The special bit about Pulp Fiction is that whenever there's a wow moment, there isn't much notice for the audience to prepare. Stories interconnect seamlessly and it takes a while to tie some of those loose ends in your head. This is a film that improves with every repeat viewing because there's something in it that makes you fall in love with it every time you watch it. Clearly, this is a Tarantino special. It is his unhindered vision that makes it such a special film. If there's one part that I didn't enjoy much in the movie, it is Marsellus Wallace (Ving Rhames) ending part. Watching it even today doesn't arrest my attention. T

Oddly though, this isn't my favorite Tarantino flick and yet it is one I have seen most number of times. I guess it goes back to the spunk-quotient of this film. I love the drooly pace at which things proceed and then suddenly explode. It is something Tarantino has now made his trademark in his other films. But this is where it all began and this is special indeed.

Rating: 7.9/10

Wednesday, November 16, 2011

#238: Cinema16 European Short Films (U.S Version DVD)

Like a lot of good things, I came across Cinema16 by a stroke of luck in a DVD parlor. In the section that hosted world films at Clixflix, my regular DVD joint, the cover of this DVD was jutting out among a pile. My first instinct was to push that back right in the slot but that something which clicks sometimes in your head with respect to a DVD clicked and I found myself holding the DVD cover in my hand. And I am mentioning a few names that I came across on the cover: Christopher Nolan, Lars Von Trier, Jon Svankmayer.. And mind you these were 'some' of the names. The decision was easy by now and by the time I returned the DVD, I had already googled all the versions of Cinema16 available online.

Cinema16 is an excellent collection of short films from the world over and to my knowledge at least 4 other such DVD's exist. Film as a medium, as the gurus tell us only need a beginning, middle and end and the duration of a particular film in that sense is secondary. Cinema16 fundamentally plays on that basic premise and offers a colorful canvas of 16 short films ranging from anywhere between a minute and a half to fifteen minutes. The publishers have got their collection spot-on with almost every film guaranteed to leave you with a 'wow'. It was hard to pick out a stand-out film because while some impressed because of their technical audacity, (you have to watch Copy Shop to know where the word audacity is coming from), some simply because of their storytelling (Election Night). Some because of the format (Wasp) and others simply because of the imagination of the filmmaker (The Man without The Head).
= = = = =
**TASKS TO CARRY OUT**
- a) For each statement, say yes or no to whether the film reviews agree with it, and quote the exact words of the film reviews that decide it. (i) The reviewer's favorite Tarantino film is Pulp Fiction. (ii) The Cinema16 DVD contains 16 short films. (iii) The reviewer found the Cinema16 DVD at Clixflix.
- b) Carry on writing the film reviews, starting right after the sentence that ends with "The Man without The Head".
The material that comes after the film reviews stands apart from them.

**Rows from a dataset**
= = = = =
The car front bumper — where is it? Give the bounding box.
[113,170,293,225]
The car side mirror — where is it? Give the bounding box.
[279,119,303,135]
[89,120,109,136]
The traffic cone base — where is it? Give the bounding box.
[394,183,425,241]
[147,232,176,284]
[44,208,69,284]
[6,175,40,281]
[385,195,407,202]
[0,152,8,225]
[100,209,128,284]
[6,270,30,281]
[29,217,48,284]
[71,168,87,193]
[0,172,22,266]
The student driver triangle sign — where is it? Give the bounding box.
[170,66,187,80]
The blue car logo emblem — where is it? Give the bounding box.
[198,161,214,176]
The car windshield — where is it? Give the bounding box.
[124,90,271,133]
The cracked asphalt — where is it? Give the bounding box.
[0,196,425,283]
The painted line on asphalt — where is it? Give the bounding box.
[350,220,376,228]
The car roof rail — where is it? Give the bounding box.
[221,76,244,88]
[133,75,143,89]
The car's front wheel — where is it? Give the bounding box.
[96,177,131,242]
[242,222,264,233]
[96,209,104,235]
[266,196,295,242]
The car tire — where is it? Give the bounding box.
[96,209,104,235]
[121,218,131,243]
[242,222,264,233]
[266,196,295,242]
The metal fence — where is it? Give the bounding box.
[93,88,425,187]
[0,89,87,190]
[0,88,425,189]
= = = = =
**EXERCISE ANSWERS**
- a)
(i) No: "this isn't my favorite Tarantino flick"
(ii) Yes: "offers a colorful canvas of 16 short films"
(iii) Yes: "In the section that hosted world films at Clixflix, my regular DVD joint"

- b)
I never got to pick up another Cinema16 DVD because my regular joint didn't have the other DVDs in the series. For me, it represents the joy of cinema in its rawest form. And the fact it has some heavyweight names sitting on the DVD cover, doesn't hurt one bit. This is one DVD series that I am hunting for to add in my collection. What more can I say !

Rating: 8.4/10

Monday, November 14, 2011

#237: Golmaal

Laugh-a-minute: the phrase should be listed in the thesaurus with name of Golmaal (1979) for nothing since or after has been funnier in Bollywood.

Yes Jaane Bhi Do Yaaron too but then that was a satire. How about a comedy ? Anything else springs to mind ?

Some people say Andaz Apna Apna. And I tell them this- even today Golmaal is still as funny as it was way back in 1979. How many films are as timeless ?

There are movies where sometimes the supporting character becomes so dominant with his performance that the rest of the cast seem like also-rans. Utpal Dutt shows us how that's done.

Amol Palekar- the earnest middle-class working male has a field day in the movie. A perfect example of perfection in casting by Hrishi Da.

Sachin Bhowmick- the versatile grand old writer's acme in a career spanning over 40 years.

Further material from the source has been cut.